_WHAT TO WORK ON_. Return each record unchanged and drop the images.

_MATERIAL FOR THIS TASK_.
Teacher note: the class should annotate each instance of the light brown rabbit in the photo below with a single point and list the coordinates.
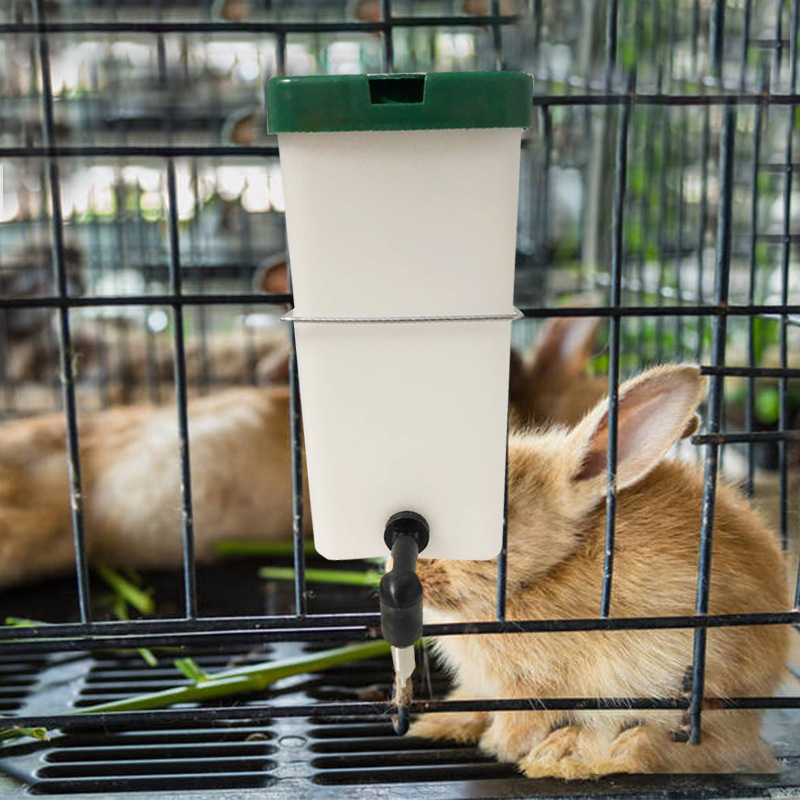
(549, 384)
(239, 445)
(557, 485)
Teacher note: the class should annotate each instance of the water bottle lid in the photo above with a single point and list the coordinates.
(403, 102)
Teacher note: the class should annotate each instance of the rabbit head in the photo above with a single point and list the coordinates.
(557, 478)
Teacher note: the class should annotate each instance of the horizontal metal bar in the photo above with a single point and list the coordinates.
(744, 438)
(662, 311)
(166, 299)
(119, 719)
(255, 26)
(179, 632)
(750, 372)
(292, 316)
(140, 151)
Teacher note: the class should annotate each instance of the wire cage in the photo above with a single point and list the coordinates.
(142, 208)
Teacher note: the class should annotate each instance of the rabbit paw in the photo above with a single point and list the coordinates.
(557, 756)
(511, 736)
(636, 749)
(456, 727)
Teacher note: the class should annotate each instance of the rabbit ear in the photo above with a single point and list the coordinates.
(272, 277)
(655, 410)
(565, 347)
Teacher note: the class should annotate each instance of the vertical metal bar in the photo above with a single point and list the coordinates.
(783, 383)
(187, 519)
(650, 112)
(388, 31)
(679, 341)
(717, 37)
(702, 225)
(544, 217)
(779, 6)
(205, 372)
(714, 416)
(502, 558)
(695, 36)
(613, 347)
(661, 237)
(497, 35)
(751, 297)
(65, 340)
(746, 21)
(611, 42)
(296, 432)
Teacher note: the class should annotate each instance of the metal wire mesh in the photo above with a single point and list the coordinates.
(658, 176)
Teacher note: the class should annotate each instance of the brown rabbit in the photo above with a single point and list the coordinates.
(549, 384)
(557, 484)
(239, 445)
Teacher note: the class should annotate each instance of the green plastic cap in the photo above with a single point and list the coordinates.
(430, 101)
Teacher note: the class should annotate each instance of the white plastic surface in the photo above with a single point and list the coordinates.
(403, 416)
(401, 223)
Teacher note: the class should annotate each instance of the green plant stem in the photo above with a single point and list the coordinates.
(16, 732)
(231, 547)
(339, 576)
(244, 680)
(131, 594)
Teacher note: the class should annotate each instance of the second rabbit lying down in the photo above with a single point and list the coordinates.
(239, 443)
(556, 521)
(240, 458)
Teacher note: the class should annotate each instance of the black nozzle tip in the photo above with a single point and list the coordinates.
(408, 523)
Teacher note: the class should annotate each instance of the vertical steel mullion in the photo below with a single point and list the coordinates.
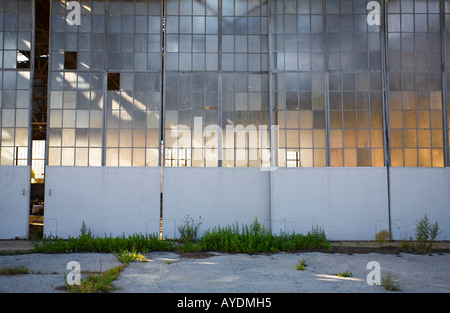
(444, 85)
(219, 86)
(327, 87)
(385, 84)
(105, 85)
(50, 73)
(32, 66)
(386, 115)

_WRITTEN SOLUTION_.
Teacher note: the class should annotate each instance of the light brown rabbit in the photo below with a single point and list the coordinates.
(549, 384)
(239, 445)
(557, 485)
Teacher note: the class should annotate each instance of the water bottle lid in the photo above with a single point and list the coordinates.
(403, 102)
Teacher note: the class should annotate each instance of the rabbit head in the photo above with a single point and list the coordinates.
(557, 478)
Teacher note: the class should annotate each instance of the horizontal metal bar in the photo above with a single point and list the coordinates.
(744, 438)
(662, 311)
(166, 299)
(119, 719)
(255, 26)
(179, 632)
(750, 372)
(292, 316)
(140, 151)
Teacher note: the class should annotate each instance of the wire cage in the photo above with a single point and list the coordinates.
(142, 208)
Teacher note: the class should annotate each instance of the rabbit paw in the photo above with a single point and list the coordinates.
(557, 756)
(511, 736)
(636, 749)
(456, 727)
Teacher note: the class should annotate each instance of the rabbit ear in the photo above with a single point and list the coordinates.
(272, 277)
(655, 410)
(565, 347)
Teacher note: the class should annotate each instance of the vertical metal bar in the photo above with a single point and list the coordinates.
(783, 383)
(187, 519)
(650, 112)
(388, 31)
(679, 341)
(717, 37)
(702, 225)
(544, 217)
(779, 6)
(205, 372)
(714, 416)
(502, 558)
(695, 36)
(613, 347)
(661, 237)
(497, 35)
(751, 297)
(65, 340)
(746, 21)
(611, 42)
(296, 432)
Teacher note: the class should annotate each instance of the metal wire mesh in the photo above with a single point and list the coordinates.
(658, 176)
Teacher note: the class should annotate each instance of the brown rabbit in the photo above with a single point and list the coordinates.
(549, 384)
(557, 484)
(239, 445)
Teacher note: the class should annotate each instance of the green plastic cap in the photo above with a single point and list the coordinates.
(430, 101)
Teacher note: the class should annotate each instance of the white plastic surface in the photo above with a single point and list the coordinates.
(403, 416)
(401, 223)
Teacher note: the class should annotate each instance of the green plant stem in the photo above with a single point and list the coordinates.
(16, 732)
(231, 547)
(339, 576)
(244, 680)
(131, 594)
Teacher note: the class should annotate each instance of the second rabbit lying down in the photo above with a single point and list the coordinates.
(239, 443)
(556, 521)
(240, 458)
Teacher note: the class should annotate each instance of the black nozzle tip in the photo above with a single point and list the coordinates.
(408, 523)
Teacher note: the class should annotate each instance of the vertical steel mullion in the photo below with a single point and list the coordinates.
(444, 85)
(219, 86)
(327, 87)
(385, 84)
(105, 85)
(50, 73)
(32, 66)
(386, 115)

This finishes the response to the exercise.